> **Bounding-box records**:

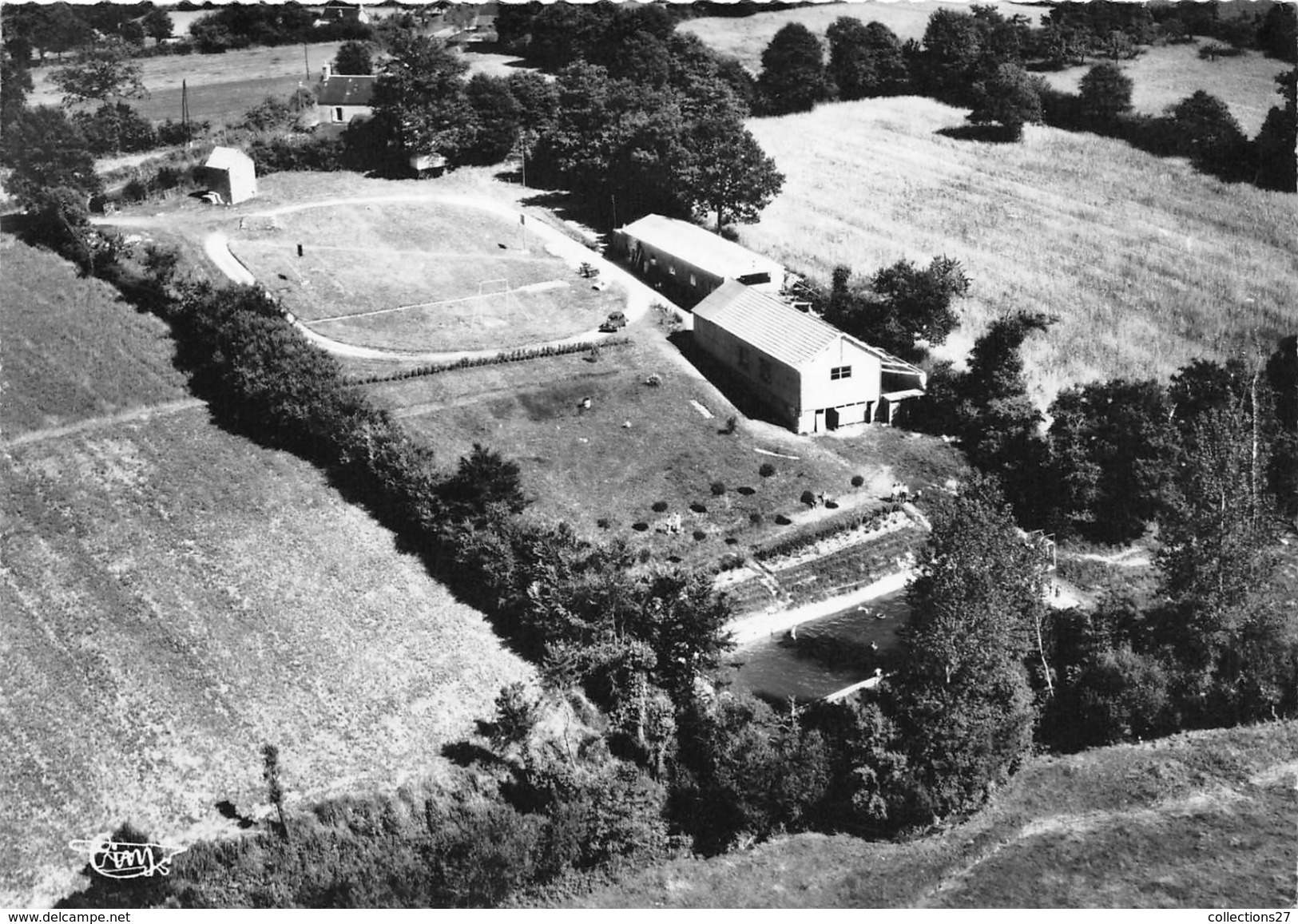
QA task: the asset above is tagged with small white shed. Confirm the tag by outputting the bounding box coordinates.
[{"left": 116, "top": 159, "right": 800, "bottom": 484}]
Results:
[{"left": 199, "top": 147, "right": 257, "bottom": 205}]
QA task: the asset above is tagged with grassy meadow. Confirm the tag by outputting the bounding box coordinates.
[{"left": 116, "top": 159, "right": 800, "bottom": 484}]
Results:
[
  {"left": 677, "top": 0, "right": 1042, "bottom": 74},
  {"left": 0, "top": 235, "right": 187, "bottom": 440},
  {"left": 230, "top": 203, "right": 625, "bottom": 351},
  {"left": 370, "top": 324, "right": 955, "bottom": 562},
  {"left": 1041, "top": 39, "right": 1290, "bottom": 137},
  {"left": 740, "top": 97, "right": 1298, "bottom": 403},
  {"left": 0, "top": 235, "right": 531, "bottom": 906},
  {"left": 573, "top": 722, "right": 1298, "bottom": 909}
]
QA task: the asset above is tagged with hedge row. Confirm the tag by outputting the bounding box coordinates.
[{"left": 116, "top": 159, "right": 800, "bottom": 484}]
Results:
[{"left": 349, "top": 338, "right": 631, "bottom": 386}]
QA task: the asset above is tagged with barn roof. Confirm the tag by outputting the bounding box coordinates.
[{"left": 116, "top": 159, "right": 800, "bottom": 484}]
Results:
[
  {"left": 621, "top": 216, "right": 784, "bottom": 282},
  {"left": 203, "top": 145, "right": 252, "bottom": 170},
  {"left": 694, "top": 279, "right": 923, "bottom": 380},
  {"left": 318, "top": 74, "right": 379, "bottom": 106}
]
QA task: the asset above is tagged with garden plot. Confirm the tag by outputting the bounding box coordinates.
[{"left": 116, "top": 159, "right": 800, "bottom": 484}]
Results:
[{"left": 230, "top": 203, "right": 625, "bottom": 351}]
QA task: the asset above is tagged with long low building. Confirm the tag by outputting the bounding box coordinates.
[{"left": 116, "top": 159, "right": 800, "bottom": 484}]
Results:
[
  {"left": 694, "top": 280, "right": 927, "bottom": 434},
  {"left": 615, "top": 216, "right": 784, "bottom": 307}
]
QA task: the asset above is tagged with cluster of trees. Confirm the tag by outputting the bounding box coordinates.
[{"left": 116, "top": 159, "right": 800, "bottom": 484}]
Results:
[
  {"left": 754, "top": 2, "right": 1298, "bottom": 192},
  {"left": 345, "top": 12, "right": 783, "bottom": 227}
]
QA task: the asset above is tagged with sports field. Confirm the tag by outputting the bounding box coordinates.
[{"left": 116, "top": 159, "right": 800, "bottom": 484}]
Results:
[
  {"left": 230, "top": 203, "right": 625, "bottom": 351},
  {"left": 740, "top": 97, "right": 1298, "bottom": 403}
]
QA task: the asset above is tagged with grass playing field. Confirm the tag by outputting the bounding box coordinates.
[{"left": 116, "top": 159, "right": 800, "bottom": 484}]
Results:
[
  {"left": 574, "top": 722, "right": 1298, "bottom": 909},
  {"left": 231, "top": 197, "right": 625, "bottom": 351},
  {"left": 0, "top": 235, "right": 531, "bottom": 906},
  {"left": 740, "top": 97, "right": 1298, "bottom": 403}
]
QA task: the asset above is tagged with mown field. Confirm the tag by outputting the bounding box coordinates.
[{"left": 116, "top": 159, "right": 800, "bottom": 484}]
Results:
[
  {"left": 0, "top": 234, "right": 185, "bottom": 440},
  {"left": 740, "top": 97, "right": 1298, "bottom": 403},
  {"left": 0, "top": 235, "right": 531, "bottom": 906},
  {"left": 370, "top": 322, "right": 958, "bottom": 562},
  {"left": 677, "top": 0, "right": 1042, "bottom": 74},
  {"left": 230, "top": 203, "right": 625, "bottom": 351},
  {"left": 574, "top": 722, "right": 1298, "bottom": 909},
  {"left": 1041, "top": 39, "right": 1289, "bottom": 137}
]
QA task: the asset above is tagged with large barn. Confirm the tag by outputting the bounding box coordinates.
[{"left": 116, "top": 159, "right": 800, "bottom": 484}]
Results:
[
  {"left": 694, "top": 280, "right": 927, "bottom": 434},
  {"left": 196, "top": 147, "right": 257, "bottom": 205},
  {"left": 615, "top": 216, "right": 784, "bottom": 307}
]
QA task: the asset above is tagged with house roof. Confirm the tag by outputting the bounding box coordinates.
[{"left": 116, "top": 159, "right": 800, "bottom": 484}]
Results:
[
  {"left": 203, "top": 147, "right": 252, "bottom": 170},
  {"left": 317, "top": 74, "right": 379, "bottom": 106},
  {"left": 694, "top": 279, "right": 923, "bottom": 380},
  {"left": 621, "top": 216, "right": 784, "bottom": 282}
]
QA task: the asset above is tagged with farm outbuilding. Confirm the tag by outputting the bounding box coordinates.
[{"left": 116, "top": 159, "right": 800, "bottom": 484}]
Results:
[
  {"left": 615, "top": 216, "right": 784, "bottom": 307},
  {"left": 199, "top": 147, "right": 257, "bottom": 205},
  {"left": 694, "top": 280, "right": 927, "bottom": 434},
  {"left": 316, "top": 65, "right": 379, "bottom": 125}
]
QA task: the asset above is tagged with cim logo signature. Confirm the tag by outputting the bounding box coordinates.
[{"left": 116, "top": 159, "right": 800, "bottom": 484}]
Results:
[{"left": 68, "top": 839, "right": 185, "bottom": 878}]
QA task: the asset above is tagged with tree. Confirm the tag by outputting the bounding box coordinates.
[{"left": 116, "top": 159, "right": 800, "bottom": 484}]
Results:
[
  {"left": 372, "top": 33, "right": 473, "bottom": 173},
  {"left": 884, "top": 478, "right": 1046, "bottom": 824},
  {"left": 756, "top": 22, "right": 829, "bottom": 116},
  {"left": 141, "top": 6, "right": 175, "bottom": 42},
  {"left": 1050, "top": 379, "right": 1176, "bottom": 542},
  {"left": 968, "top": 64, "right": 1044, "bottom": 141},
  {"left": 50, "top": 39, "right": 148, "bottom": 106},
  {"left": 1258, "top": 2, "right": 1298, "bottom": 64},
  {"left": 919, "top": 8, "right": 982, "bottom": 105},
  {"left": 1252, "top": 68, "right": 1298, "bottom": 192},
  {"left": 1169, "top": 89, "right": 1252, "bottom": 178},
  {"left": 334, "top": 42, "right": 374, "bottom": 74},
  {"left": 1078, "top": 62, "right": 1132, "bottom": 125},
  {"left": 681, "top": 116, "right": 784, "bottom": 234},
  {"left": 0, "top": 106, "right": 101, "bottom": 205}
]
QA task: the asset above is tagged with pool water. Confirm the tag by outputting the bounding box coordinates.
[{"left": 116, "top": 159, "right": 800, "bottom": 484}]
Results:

* * *

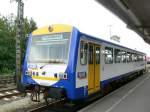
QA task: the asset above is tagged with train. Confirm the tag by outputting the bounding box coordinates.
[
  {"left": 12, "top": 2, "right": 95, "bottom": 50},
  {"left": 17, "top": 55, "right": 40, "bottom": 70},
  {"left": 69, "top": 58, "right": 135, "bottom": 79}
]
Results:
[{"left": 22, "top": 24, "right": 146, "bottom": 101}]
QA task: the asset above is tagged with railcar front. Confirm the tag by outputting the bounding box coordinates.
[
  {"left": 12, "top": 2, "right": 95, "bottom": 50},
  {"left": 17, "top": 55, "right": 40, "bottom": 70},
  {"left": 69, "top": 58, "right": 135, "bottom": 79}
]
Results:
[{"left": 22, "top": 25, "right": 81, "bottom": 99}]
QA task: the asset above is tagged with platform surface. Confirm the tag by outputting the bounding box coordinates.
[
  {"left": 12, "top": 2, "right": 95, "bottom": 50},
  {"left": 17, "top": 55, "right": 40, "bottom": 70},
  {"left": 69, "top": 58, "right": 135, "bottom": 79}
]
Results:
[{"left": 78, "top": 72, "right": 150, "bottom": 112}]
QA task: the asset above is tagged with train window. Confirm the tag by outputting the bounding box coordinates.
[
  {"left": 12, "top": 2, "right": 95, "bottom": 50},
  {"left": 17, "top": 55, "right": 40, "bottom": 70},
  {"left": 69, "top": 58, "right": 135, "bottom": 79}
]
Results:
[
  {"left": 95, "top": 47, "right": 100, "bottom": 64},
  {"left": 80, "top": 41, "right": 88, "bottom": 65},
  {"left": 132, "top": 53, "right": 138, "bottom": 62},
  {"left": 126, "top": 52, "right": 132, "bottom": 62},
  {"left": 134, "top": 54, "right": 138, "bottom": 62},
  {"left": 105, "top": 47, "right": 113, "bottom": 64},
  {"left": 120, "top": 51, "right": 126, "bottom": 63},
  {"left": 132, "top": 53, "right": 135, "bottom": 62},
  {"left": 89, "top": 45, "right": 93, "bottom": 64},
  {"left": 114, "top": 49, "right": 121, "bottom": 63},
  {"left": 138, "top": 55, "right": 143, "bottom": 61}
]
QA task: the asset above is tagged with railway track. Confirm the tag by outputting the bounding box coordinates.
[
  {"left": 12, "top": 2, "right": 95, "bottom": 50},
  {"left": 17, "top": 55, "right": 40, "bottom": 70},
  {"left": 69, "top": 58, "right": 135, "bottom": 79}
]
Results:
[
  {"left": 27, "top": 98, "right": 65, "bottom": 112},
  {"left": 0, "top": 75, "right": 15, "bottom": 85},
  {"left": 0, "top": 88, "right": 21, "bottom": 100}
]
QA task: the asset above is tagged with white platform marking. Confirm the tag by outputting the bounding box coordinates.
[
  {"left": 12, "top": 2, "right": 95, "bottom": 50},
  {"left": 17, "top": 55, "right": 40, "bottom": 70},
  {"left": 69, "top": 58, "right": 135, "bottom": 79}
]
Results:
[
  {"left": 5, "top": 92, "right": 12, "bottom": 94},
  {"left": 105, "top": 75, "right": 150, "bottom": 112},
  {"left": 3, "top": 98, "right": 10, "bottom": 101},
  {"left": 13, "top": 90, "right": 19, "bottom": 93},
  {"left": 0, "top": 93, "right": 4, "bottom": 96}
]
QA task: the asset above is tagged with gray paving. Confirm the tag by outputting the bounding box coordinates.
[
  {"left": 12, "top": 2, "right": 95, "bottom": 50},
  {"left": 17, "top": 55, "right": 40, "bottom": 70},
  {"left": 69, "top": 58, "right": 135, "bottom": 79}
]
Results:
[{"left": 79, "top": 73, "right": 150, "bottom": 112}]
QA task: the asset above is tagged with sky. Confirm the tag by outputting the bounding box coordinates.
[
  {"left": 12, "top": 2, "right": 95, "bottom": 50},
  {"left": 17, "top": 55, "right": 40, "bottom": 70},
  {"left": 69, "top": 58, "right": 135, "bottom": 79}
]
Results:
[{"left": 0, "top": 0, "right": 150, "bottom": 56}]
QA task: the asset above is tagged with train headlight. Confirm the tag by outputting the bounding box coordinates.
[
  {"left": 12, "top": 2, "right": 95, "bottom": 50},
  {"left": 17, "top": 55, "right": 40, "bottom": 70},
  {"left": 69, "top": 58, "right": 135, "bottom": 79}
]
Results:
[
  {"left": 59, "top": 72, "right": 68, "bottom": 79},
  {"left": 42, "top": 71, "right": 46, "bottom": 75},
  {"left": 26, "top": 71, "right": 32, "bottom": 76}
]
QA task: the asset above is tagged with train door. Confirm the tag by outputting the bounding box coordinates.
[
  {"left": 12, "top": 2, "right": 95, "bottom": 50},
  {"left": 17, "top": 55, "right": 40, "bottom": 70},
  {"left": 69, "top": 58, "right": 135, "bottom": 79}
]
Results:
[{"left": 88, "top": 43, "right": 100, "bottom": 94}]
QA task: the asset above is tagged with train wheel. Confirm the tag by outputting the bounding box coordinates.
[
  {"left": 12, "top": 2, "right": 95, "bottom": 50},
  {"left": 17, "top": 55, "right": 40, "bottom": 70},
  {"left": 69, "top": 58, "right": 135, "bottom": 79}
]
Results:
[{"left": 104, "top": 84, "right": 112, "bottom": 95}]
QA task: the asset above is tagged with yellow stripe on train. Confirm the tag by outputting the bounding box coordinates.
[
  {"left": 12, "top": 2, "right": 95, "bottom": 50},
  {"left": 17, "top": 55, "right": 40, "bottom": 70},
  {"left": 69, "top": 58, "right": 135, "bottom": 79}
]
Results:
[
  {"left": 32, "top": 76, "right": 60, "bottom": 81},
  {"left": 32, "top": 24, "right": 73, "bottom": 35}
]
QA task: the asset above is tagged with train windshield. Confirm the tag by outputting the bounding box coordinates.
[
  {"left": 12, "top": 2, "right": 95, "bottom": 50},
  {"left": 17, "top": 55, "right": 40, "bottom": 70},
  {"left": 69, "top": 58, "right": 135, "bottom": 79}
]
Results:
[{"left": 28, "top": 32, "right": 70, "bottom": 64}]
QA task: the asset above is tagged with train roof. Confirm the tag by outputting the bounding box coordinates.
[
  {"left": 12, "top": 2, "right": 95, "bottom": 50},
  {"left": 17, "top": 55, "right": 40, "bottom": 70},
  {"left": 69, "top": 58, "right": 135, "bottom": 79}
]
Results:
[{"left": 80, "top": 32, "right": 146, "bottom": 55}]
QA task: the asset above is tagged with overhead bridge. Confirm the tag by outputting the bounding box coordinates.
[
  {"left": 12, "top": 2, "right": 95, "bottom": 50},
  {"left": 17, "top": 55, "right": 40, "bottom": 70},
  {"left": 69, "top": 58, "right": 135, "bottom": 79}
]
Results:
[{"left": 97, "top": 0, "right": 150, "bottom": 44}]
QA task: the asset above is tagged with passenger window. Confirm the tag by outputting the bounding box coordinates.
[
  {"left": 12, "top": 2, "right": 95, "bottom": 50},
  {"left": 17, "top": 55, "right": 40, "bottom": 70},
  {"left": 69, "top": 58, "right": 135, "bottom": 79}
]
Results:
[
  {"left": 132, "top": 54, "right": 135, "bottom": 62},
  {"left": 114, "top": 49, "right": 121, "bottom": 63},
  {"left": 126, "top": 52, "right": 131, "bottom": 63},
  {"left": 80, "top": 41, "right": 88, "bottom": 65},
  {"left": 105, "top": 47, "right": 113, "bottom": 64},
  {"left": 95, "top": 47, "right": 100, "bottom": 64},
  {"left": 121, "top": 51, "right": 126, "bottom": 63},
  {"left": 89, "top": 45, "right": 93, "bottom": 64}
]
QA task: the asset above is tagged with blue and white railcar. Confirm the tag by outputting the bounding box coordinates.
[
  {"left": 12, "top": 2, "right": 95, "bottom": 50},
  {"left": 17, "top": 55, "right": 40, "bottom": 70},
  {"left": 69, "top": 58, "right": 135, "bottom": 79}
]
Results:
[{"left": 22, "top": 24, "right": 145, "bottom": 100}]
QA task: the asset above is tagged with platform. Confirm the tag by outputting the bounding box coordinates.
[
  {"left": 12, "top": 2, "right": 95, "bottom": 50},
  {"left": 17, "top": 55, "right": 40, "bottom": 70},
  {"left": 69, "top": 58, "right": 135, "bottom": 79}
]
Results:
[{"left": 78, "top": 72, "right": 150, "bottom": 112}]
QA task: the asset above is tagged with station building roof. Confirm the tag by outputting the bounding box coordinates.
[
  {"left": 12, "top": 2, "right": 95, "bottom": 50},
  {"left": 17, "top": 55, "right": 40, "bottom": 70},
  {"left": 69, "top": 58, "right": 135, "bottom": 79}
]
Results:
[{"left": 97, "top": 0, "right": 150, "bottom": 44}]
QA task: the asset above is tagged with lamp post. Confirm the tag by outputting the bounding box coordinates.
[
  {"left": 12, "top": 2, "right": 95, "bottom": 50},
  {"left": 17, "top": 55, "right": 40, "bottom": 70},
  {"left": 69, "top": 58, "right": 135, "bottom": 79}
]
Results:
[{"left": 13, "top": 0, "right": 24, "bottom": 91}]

...

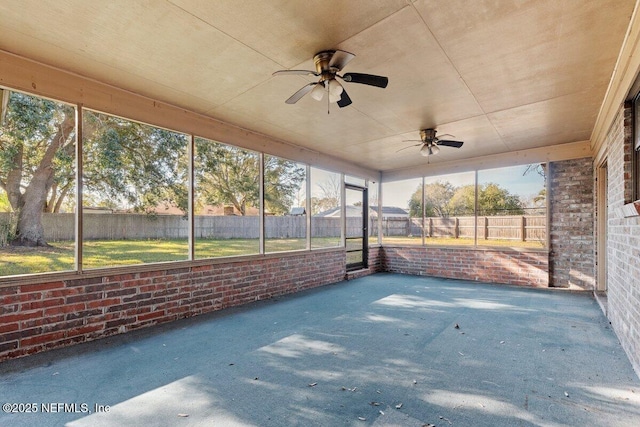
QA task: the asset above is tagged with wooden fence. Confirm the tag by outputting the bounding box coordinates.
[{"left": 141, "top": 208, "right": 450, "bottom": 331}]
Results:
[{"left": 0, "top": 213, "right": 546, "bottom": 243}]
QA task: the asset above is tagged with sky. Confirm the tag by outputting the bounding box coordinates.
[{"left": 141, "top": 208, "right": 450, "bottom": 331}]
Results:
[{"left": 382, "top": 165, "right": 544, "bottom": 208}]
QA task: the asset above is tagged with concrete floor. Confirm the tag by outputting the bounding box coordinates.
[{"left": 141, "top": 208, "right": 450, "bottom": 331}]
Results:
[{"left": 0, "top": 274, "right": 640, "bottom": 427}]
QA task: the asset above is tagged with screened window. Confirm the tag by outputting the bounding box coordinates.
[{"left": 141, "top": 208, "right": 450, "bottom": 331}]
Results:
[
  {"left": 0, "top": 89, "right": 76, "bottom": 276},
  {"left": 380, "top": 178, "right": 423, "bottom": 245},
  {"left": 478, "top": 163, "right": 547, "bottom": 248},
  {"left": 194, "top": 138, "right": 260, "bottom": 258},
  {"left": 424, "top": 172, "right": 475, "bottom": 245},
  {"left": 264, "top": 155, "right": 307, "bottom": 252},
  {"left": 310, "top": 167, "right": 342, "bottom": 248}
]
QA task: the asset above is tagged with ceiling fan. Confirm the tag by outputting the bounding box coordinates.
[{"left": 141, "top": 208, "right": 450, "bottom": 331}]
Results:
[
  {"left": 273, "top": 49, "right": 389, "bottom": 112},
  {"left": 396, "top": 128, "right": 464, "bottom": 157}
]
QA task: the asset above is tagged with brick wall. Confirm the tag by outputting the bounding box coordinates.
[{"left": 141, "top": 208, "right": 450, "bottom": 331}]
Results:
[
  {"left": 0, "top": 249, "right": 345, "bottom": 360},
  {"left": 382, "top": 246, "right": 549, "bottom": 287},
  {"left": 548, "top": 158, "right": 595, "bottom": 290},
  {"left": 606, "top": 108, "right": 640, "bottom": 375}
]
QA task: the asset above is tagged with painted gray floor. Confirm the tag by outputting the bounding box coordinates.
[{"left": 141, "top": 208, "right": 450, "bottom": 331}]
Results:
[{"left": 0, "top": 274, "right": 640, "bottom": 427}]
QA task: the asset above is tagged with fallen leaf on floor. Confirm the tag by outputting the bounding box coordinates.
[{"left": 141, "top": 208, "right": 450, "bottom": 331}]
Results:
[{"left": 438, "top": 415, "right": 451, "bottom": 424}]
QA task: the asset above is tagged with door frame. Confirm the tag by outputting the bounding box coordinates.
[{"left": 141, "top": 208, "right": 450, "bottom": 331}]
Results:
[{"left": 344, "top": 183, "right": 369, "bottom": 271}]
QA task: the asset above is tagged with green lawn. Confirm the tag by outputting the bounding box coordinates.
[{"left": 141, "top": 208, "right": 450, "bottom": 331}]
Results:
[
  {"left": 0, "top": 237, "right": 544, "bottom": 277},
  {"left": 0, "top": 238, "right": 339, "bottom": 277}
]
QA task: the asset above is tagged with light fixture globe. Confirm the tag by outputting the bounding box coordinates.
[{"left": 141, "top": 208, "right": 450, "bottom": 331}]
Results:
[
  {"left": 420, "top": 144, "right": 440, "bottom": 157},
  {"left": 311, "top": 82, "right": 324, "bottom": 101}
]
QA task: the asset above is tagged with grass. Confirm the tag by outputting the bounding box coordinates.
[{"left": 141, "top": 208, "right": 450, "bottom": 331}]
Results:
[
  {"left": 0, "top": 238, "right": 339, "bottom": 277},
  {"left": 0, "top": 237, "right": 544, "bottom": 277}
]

> **TASK GOAL**: Collect every line of the items above that contains the word "door". Only matches with the same case count.

> **REPLY**:
QA task: the asset above is tagged with train door. Confirm the tag by outputting the bounding box coordinates.
QA task: the asset above is tagged with door frame. Confirm the tag by outputting the bounding box coordinates.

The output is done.